AWARDS

Columbus CEO’s CEO of the Year 2023: Matt Scantland Aims to Improve Care Through AndHealth

The co-founder of CoverMyMeds tapped his personal experience as a patient for his latest venture, which aims to help individuals with chronic conditions and improve care for the underserved.

Laura Newpoff
Columbus CEO
Matt Scantland, founder and CEO of AndHealth, is the 2023 CEO of the Year winner in the Small For-Profit category.

2023 CEO of the Year – Small For-Profit Winner

Matt Scantland has keen insight into the U.S. health care system on both a personal and professional level. Three years after founding pharmacy benefits company CoverMyMeds, his doctor asked him to take an active role in his well-being to resolve serious health issues including prediabetes.

As he worked to grow his company, he could see that millions of people like him were being treated in the system, but many weren’t receiving the outcomes or value they deserved. “Are any of those people happy with that? And that got me thinking about, ‘Why?’ ” he asks.

Then in 2020, some stark statistics emerged. U.S. life expectancy was 77.3 years, the lowest it had been since 2003. It had dropped by 1.5 years from 2019 to 2020, the largest one-year decline since World War II. While COVID-19 played an outsized role in the drop, chronic disease did, too. And that got Scantland thinking yet again.

Matt Scantland, founder and CEO of AndHealth

Over the past 160 years, U.S. life expectancy has doubled, rising from 39.4 years to 78.9 years thanks to medical advancements and a health care system designed to tackle infectious diseases, emergency treatments and acute conditions. “Success in that system caused us to build a system that isn’t as well suited to solving chronic [conditions],” Scantland says. “What we’re doing at AndHealth is trying to be part of creating that same success that we created over the last 200 years for the next 100 years. We’re rebuilding our health care system to help people struggling with chronic diseases.”

**DATASET CONTENT**
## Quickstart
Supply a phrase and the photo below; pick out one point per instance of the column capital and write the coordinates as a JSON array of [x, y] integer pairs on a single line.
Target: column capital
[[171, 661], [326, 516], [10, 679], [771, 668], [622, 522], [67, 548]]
...
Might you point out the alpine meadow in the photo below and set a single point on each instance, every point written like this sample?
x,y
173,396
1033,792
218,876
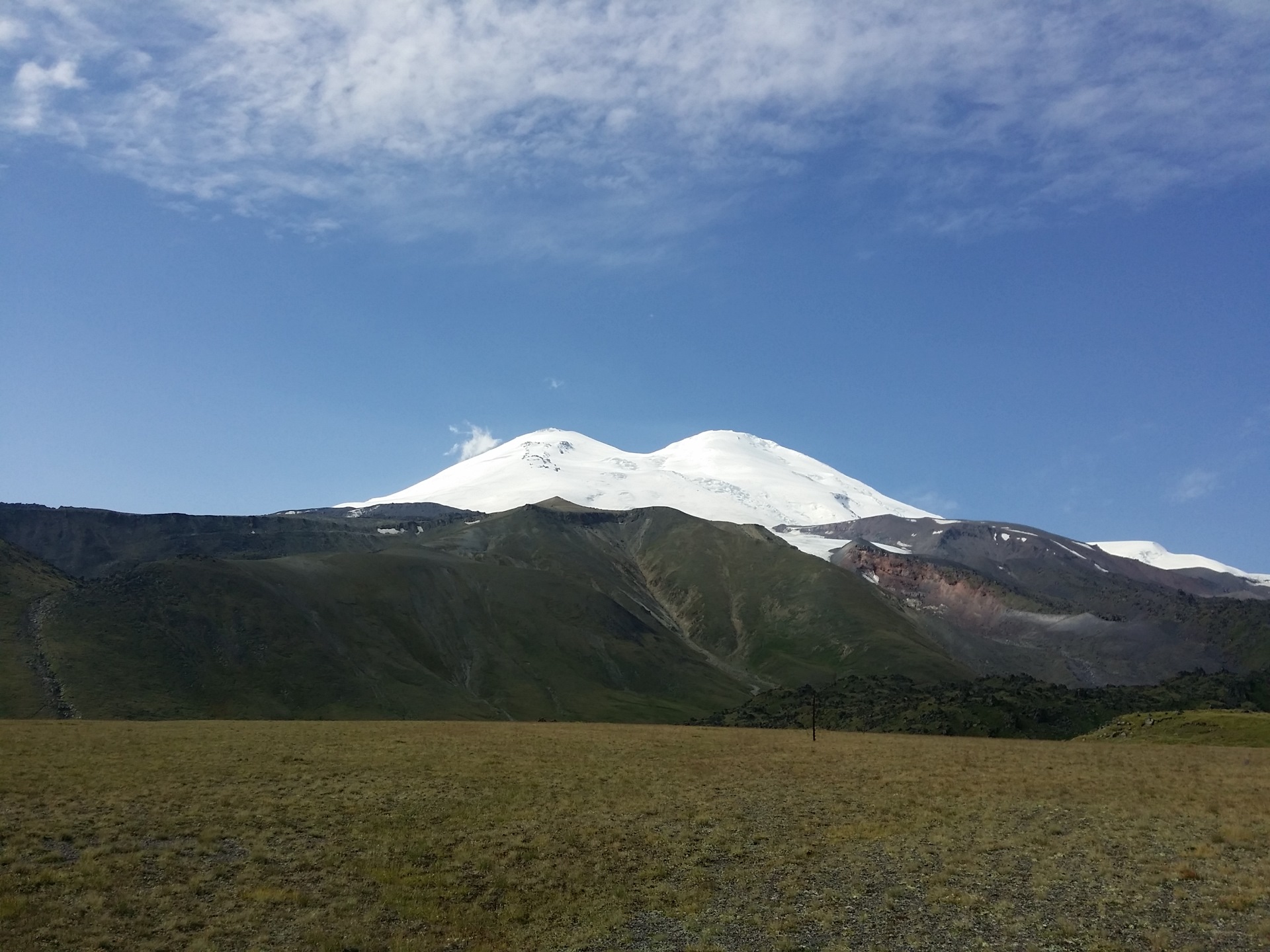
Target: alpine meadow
...
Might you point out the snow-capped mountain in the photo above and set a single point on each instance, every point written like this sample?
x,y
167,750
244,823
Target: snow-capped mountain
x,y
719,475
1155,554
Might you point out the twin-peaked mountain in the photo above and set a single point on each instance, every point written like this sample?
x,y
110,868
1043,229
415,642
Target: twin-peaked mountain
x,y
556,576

**TASK DETAILS**
Return the entire Columbus CEO article on Matt Scantland and AndHealth word for word, from the "AWARDS" header through its final sentence.

**TASK ANSWER**
AWARDS

Columbus CEO’s CEO of the Year 2023: Matt Scantland Aims to Improve Care Through AndHealth

The co-founder of CoverMyMeds tapped his personal experience as a patient for his latest venture, which aims to help individuals with chronic conditions and improve care for the underserved.

Laura Newpoff
Columbus CEO
Matt Scantland, founder and CEO of AndHealth, is the 2023 CEO of the Year winner in the Small For-Profit category.

2023 CEO of the Year – Small For-Profit Winner

Matt Scantland has keen insight into the U.S. health care system on both a personal and professional level. Three years after founding pharmacy benefits company CoverMyMeds, his doctor asked him to take an active role in his well-being to resolve serious health issues including prediabetes.

As he worked to grow his company, he could see that millions of people like him were being treated in the system, but many weren’t receiving the outcomes or value they deserved. “Are any of those people happy with that? And that got me thinking about, ‘Why?’ ” he asks.

Then in 2020, some stark statistics emerged. U.S. life expectancy was 77.3 years, the lowest it had been since 2003. It had dropped by 1.5 years from 2019 to 2020, the largest one-year decline since World War II. While COVID-19 played an outsized role in the drop, chronic disease did, too. And that got Scantland thinking yet again.

Matt Scantland, founder and CEO of AndHealth

Over the past 160 years, U.S. life expectancy has doubled, rising from 39.4 years to 78.9 years thanks to medical advancements and a health care system designed to tackle infectious diseases, emergency treatments and acute conditions. “Success in that system caused us to build a system that isn’t as well suited to solving chronic [conditions],” Scantland says. “What we’re doing at AndHealth is trying to be part of creating that same success that we created over the last 200 years for the next 100 years. We’re rebuilding our health care system to help people struggling with chronic diseases.”